PROVIDED DATA
····················

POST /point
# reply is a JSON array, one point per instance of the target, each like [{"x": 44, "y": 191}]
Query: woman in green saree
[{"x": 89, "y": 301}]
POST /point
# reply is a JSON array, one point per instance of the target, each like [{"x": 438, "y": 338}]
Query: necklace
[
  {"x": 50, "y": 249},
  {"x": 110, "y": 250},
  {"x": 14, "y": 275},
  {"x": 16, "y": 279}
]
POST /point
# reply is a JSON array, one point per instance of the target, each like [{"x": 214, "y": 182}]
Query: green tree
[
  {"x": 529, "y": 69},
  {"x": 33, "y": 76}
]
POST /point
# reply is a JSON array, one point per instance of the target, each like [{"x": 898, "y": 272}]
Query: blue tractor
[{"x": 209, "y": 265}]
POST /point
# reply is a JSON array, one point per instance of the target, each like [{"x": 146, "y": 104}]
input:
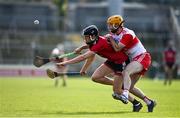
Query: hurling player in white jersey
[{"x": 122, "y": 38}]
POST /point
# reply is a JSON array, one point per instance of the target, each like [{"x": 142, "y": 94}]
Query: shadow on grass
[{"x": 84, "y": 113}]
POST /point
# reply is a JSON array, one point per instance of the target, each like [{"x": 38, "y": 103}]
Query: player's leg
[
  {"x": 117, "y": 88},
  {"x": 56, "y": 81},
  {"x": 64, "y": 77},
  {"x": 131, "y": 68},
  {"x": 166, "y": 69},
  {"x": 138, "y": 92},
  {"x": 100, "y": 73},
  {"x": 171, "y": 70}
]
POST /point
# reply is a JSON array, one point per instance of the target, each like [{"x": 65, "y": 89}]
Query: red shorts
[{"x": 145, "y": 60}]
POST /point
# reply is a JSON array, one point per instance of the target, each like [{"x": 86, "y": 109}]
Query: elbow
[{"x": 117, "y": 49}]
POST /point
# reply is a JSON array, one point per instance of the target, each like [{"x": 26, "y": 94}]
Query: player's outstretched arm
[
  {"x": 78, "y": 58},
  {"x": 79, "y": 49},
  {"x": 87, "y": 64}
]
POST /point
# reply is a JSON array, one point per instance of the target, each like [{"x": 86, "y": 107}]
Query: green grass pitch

····················

WHAT TO DO
Which lines of the records above contain the string "player"? Copy out each of those lines in full.

TASK RESULT
Query: hurling player in white jersey
Query: player's leg
Query: player's outstretched arm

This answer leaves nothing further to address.